Work required.
Keep the images out and copy every entry below exactly.

Exercise materials.
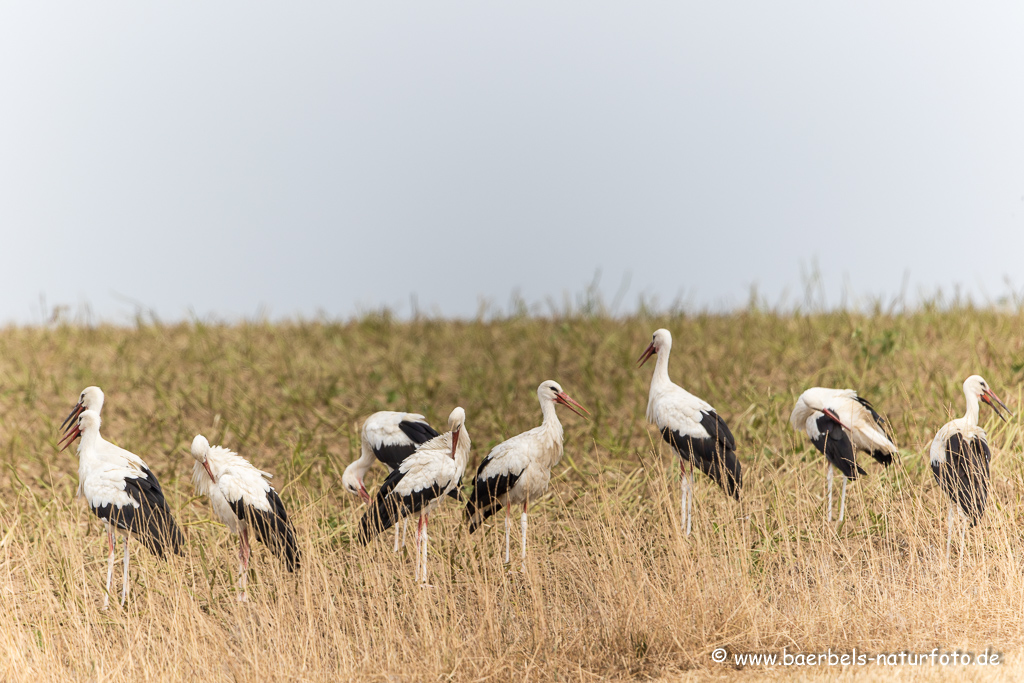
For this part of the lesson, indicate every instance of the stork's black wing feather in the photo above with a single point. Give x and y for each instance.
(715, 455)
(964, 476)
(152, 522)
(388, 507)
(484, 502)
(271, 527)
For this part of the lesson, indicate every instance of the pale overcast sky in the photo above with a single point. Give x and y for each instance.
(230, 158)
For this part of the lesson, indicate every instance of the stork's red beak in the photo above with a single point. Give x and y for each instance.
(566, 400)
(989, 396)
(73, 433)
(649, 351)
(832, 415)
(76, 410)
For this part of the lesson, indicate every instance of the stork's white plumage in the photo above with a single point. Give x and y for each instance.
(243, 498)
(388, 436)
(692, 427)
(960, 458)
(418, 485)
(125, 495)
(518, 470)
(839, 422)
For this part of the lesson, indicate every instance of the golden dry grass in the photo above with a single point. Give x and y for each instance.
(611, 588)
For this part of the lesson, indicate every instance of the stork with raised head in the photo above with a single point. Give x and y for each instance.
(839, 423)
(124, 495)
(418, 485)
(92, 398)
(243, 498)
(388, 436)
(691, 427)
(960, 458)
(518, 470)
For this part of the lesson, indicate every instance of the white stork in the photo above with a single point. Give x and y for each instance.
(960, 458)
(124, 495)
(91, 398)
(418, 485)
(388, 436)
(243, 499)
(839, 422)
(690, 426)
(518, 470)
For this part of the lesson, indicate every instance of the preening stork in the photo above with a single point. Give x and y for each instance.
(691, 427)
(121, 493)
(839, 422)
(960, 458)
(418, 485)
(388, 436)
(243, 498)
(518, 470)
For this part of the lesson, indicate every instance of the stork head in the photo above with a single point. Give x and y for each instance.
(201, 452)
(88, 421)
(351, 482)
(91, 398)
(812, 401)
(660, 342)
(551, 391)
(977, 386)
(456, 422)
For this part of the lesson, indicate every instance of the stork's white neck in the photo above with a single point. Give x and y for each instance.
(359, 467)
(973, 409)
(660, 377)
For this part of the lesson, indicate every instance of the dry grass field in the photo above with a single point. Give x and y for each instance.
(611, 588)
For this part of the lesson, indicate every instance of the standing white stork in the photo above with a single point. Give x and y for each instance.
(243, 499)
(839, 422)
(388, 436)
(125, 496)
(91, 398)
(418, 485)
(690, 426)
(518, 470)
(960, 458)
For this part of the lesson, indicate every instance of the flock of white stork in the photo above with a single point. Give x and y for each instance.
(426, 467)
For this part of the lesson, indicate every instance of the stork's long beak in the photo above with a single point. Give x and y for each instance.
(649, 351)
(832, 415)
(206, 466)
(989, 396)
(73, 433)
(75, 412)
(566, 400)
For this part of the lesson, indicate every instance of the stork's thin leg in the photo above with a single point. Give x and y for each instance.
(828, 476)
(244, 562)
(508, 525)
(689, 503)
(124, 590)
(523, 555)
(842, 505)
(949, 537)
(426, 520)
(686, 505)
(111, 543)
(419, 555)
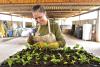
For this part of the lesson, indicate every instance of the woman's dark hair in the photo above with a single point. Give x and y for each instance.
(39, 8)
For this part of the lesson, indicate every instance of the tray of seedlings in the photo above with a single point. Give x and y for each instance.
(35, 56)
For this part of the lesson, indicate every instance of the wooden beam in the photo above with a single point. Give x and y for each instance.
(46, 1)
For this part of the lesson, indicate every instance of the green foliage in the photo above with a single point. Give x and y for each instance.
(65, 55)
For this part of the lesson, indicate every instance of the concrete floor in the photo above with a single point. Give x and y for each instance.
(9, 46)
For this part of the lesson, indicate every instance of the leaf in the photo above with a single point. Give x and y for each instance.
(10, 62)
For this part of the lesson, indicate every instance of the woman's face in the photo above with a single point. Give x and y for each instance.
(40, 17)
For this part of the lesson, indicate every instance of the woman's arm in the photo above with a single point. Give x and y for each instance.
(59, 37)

Solution.
For this part of the lesson, indicate every instance of the stork's black wing feather in the photo above with a single point. Give x and y for each instance.
(715, 455)
(964, 476)
(152, 522)
(388, 507)
(484, 502)
(271, 527)
For this part of the lesson, indicate every instance of the pale overcast sky in the photo above with a single point. Give x and y for each instance.
(230, 158)
For this part of the lesson, indicate every instance of the stork's red beak in the photo above with a single point. Give x and y for each instance.
(566, 400)
(989, 396)
(73, 433)
(649, 351)
(832, 415)
(76, 410)
For this part of the lesson, indicate every instance of the stork's white plumage in the photo above with a single point. Give x and y for each instance.
(243, 498)
(388, 436)
(692, 427)
(960, 458)
(418, 485)
(125, 495)
(518, 470)
(839, 422)
For this part of the lesson, indicate every instance of the golden dry grass in the photo above with a single point. Give x and y for each instance.
(611, 588)
For this part of the lesson, indicate every instance of the stork with raised head in the photo above with a single point. Give x and y for each instance.
(839, 423)
(124, 495)
(418, 485)
(92, 398)
(243, 498)
(388, 436)
(691, 427)
(960, 458)
(518, 470)
For this part of the lesson, indicate every instance of the white stork in the photo above with a single point. Give x and y for each instance.
(960, 458)
(124, 495)
(91, 398)
(418, 485)
(388, 436)
(243, 499)
(839, 422)
(690, 426)
(518, 470)
For this part of the lesson, indicate every instance of the preening stork in the photo above with a single point. Give x and y for each instance.
(691, 427)
(121, 493)
(839, 422)
(960, 458)
(418, 485)
(388, 436)
(243, 498)
(518, 470)
For this part of the lesson, indicate every instance of the stork head in the photo above with a single point. Give x and y for each instance.
(201, 452)
(88, 421)
(351, 482)
(91, 398)
(812, 401)
(660, 342)
(551, 391)
(977, 386)
(456, 422)
For this part of the lesson, indicate every instance of the stork's white neck in the photo above with a single point. Give x and y for each instance.
(359, 467)
(973, 409)
(660, 377)
For this part of the lesson, indicate every instance of the dry grass field in the photo above with a single point. Give x and y for each instance.
(611, 588)
For this part of the lesson, indicate every instance of the standing white stork in the photo above with a single point. Give x and y for each instance.
(243, 499)
(839, 422)
(388, 436)
(125, 496)
(91, 398)
(418, 485)
(690, 426)
(518, 470)
(960, 458)
For this part of the lesson, indicate every instance of the flock of white stork in the photo above with a single point. Give x and y for each instance.
(426, 467)
For this part of the lesson, indicate every instance of the stork's long beak in the photo above with a single point. Give x and y for each instance.
(649, 351)
(832, 415)
(206, 466)
(989, 396)
(73, 433)
(75, 412)
(566, 400)
For this part of the lesson, indicate every instance of the stork's thin leg in the photo above with a single point. Give x and y for each instance.
(828, 476)
(244, 562)
(508, 525)
(689, 503)
(124, 590)
(523, 555)
(842, 505)
(949, 537)
(426, 520)
(686, 505)
(111, 543)
(419, 555)
For this part of the lesson, indicate every instance of the woman's dark hair in the photo above with a single point. Give x and y for each instance.
(39, 8)
For this part of the lesson, indicate every instance of the tray of seedlings in the photo above with a single point. Give x and y for each instance.
(35, 56)
For this part of the lesson, indicate every instance of the wooden beam in the photo above with a single point. Give x and y for each instance.
(46, 1)
For this part of the lesson, indicate every instance of the green foliage in the photo above with a single point. Give x and y for each instance.
(65, 55)
For this part of the lesson, indicate every instance of the concrete floor in the photo above with a single point. Give x and y for each instance.
(9, 46)
For this part of the lesson, indicate every instance of the leaf in the photo above with a single point. Give x and y for each instance.
(10, 62)
For this part of the lesson, indicate every instance of the woman's face in the photo above with a single point. Give x and y for each instance.
(40, 17)
For this part of the lesson, indicate every instance of the woman's arm in the photo above with a single point. Give x and y for each instance.
(59, 37)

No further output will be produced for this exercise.